**Passage to read**
────

Well, there is a segment of the population, basically fundamentalist Christian, that won’t be convinced by any evidence. I expect it’s the same way they believe the literal truth of the Bible, against all the evidence there as well. They have a great ability at self-deception.


“The reasonable man adapts himself to the world; the unreasonable one persists in trying to adapt the world to himself. Therefore all progress depends on the unreasonable man.”—George Bernard Shaw

Christians are invincible in their faith. They fearlessly bully through legislation using blunt force tactics. I would recommend that secularists and progressives insulate themselves to evidence as much as they do in order to compete, but this would be not only repulsive but impossible (openness to fact is what makes us what we are). The only way to combat the disbelief of evidence manifesting itself as bad and faulty arguments for public policy prescriptions is to destroy the taboo surrounding attacks on Christianity and religion in general. Only less than 30% of the American population consists of people who are immune to rational arguments (and simultaneously ultra-susceptible to irrational arguments if made by authority figures), then there is the percentage of the population which has grown out of the taboo (no longer afraid to criticize religion) and which considers itself nonreligious (currently hovering around 15%). The other 55% of Americans are generally considered independents at election time, and these are the people who don’t really believe any of the bullshit that Christians and ultra-conservatives push as public policy when it comes to religion, but they believe it is taboo to question such matters or never put much effort into thinking rationally for a while so they end up getting bullied into letting it happen. As soon as Athiests shift the Overton Window by repeatedly attacking irrational arguments for religious public policy, more and more of the center group will wake up and de-affiliate themselves with Christianity.

────

**Directive 1**
Recast the section of the entries that opens with the line containing "For every instance of the low" and closes with the line containing "pixel 339 190" as a Markdown table with the columns Row and Line. Number each line in the Row column, and leave out any blank lines.

[Saved entries]

────

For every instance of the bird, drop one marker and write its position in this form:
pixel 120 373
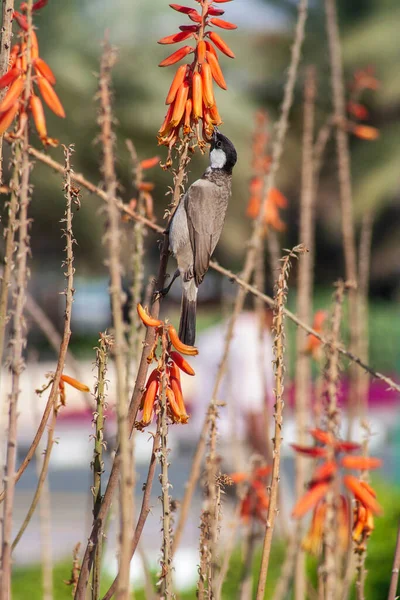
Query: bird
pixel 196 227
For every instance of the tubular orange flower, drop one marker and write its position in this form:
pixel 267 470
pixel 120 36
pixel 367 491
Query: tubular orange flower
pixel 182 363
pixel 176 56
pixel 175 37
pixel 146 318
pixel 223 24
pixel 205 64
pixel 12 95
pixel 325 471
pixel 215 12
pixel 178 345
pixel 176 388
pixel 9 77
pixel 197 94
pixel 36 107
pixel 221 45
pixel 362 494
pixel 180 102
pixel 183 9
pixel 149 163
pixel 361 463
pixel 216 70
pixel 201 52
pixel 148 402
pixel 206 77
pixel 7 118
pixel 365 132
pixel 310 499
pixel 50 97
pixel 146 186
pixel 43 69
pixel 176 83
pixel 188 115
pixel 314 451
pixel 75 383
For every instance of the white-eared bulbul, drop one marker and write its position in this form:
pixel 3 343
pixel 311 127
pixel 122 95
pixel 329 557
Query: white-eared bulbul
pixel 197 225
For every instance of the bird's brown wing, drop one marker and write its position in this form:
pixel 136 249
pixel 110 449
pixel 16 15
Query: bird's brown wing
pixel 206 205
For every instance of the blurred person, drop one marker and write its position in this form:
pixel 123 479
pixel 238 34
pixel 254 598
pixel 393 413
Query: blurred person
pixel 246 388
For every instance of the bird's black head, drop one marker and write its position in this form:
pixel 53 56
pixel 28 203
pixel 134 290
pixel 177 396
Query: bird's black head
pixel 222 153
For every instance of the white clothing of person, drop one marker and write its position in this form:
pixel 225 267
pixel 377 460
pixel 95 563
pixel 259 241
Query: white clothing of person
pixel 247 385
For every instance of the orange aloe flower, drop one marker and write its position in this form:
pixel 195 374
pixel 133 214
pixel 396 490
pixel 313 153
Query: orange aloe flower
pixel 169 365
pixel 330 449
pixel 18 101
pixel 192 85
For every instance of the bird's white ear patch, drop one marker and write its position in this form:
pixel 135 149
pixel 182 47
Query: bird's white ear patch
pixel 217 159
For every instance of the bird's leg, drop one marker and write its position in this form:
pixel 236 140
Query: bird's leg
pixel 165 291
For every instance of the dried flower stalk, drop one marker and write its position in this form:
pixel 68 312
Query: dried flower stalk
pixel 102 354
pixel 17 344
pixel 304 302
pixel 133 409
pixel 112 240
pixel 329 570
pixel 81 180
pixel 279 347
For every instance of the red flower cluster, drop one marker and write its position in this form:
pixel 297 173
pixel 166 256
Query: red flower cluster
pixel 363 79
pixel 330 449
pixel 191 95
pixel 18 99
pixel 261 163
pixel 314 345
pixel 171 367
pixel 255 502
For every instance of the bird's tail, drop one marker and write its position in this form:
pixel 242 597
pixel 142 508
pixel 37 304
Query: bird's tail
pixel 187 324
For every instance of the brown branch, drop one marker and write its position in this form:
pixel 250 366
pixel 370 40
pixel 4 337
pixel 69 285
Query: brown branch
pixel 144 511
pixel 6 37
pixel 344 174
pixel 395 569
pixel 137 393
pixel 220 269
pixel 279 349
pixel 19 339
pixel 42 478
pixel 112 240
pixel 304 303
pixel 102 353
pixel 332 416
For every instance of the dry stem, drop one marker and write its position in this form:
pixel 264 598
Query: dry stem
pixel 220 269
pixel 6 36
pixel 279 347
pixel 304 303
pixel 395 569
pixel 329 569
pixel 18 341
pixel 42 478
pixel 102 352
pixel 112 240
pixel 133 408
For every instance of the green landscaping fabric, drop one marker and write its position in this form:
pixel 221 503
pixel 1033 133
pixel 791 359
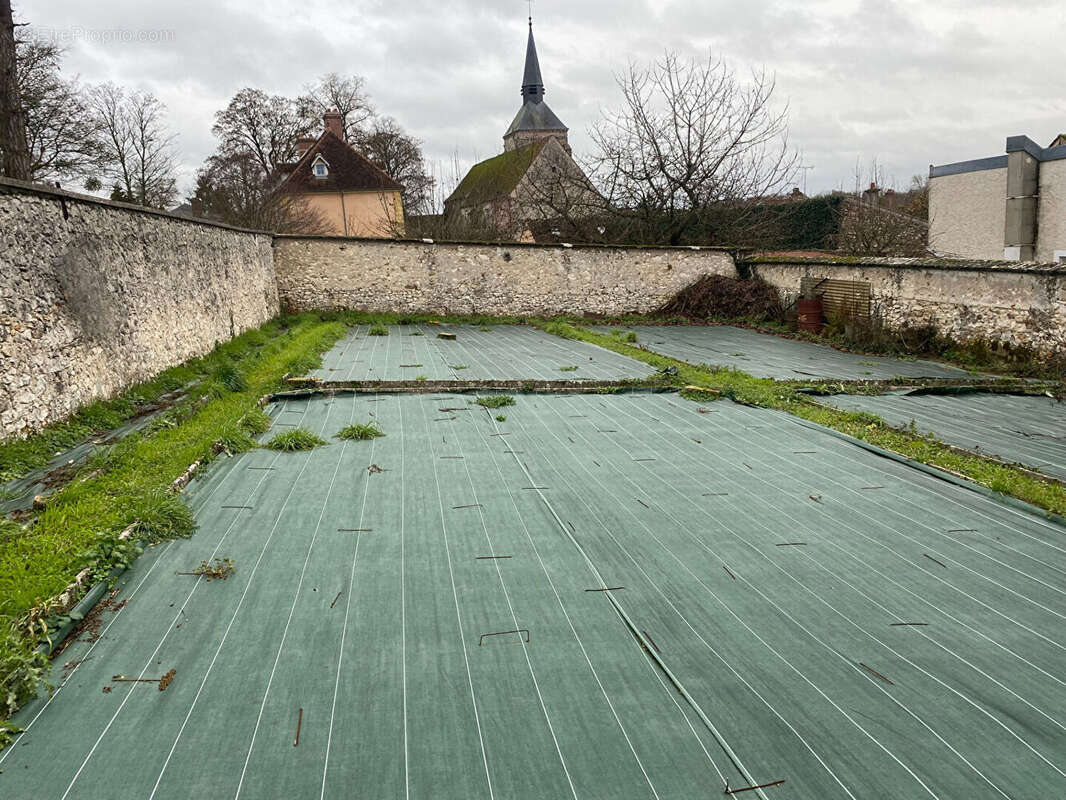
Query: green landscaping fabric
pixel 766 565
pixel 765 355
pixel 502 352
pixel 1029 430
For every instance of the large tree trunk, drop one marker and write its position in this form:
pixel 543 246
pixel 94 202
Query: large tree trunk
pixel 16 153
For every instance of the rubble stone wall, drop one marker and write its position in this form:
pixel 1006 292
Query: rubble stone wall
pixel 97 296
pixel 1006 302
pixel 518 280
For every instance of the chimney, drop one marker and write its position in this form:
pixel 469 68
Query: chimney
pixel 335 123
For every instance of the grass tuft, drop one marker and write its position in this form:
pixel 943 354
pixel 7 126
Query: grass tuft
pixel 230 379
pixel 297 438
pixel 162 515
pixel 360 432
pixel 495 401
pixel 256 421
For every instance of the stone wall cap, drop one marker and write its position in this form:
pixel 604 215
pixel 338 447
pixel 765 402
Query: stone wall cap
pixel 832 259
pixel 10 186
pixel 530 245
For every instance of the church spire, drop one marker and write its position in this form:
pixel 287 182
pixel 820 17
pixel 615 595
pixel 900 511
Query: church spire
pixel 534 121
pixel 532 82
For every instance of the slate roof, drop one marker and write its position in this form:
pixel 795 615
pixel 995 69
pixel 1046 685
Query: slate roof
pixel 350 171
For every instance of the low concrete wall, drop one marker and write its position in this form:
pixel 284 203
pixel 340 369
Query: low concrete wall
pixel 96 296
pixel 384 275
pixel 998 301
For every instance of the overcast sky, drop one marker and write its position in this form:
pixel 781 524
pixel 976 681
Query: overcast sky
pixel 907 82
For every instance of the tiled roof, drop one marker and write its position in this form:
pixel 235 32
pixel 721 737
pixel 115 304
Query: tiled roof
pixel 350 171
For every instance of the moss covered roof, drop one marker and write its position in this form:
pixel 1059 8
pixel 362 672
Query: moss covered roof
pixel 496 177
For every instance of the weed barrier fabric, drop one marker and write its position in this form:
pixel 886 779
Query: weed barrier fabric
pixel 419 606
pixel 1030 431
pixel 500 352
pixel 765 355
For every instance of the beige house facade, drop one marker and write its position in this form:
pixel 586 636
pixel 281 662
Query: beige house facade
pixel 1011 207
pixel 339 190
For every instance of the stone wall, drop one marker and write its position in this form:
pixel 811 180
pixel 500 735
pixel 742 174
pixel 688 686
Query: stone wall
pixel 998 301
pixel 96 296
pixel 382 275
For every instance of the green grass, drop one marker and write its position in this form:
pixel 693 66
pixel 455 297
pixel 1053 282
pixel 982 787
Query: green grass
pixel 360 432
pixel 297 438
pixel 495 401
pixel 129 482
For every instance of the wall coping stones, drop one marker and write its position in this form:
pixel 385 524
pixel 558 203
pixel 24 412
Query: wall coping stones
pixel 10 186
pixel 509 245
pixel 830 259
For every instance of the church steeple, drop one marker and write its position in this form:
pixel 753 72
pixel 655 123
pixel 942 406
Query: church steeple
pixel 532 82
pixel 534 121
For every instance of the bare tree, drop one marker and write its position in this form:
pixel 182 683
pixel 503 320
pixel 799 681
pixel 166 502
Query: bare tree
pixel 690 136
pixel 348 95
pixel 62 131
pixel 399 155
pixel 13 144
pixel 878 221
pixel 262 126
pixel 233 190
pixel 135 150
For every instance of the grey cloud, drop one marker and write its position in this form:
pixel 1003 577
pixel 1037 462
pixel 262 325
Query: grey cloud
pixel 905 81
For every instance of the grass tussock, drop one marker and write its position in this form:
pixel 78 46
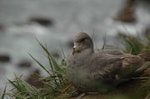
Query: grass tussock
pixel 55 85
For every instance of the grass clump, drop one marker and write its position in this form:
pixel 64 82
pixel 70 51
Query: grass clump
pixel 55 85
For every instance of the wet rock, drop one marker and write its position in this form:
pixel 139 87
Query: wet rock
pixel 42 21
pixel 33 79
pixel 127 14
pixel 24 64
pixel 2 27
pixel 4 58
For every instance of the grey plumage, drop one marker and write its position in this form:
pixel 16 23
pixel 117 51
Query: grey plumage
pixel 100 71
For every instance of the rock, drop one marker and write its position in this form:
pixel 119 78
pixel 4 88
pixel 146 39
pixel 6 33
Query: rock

────

**Directive 2**
Translate this sentence from the passage on religion and public policy into Spanish: "They have a great ability at self-deception."

**Full answer 1**
| Row | Line |
|---|---|
| 1 | For every instance of the low concrete wall, drop one marker and write its position in this form: |
| 2 | pixel 284 203 |
| 3 | pixel 340 369 |
| 4 | Query: low concrete wall |
| 5 | pixel 96 296 |
| 6 | pixel 384 275 |
| 7 | pixel 998 301 |
| 8 | For every instance of the overcast sky, drop one marker and write its position in this form: |
| 9 | pixel 781 524 |
| 10 | pixel 976 681 |
| 11 | Query: overcast sky |
| 12 | pixel 907 82 |
| 13 | For every instance of the tiled roof, drop one marker and write its position in this form: |
| 14 | pixel 235 32 |
| 15 | pixel 721 737 |
| 16 | pixel 115 304 |
| 17 | Query: tiled roof |
| 18 | pixel 350 171 |
| 19 | For every instance of the moss covered roof, drop one marker and write its position in this form: |
| 20 | pixel 1059 8 |
| 21 | pixel 362 672 |
| 22 | Query: moss covered roof |
| 23 | pixel 496 177 |
| 24 | For every instance of the weed barrier fabric, drop one marker and write its position in this form: |
| 25 | pixel 886 779 |
| 26 | Query: weed barrier fabric |
| 27 | pixel 419 606 |
| 28 | pixel 1030 431 |
| 29 | pixel 500 352 |
| 30 | pixel 765 355 |
| 31 | For every instance of the beige house facade, drop one marker and write its position in this form: |
| 32 | pixel 586 636 |
| 33 | pixel 281 662 |
| 34 | Query: beige house facade |
| 35 | pixel 1011 207 |
| 36 | pixel 339 190 |

**Full answer 2**
Tienen una gran capacidad para el autoengaño.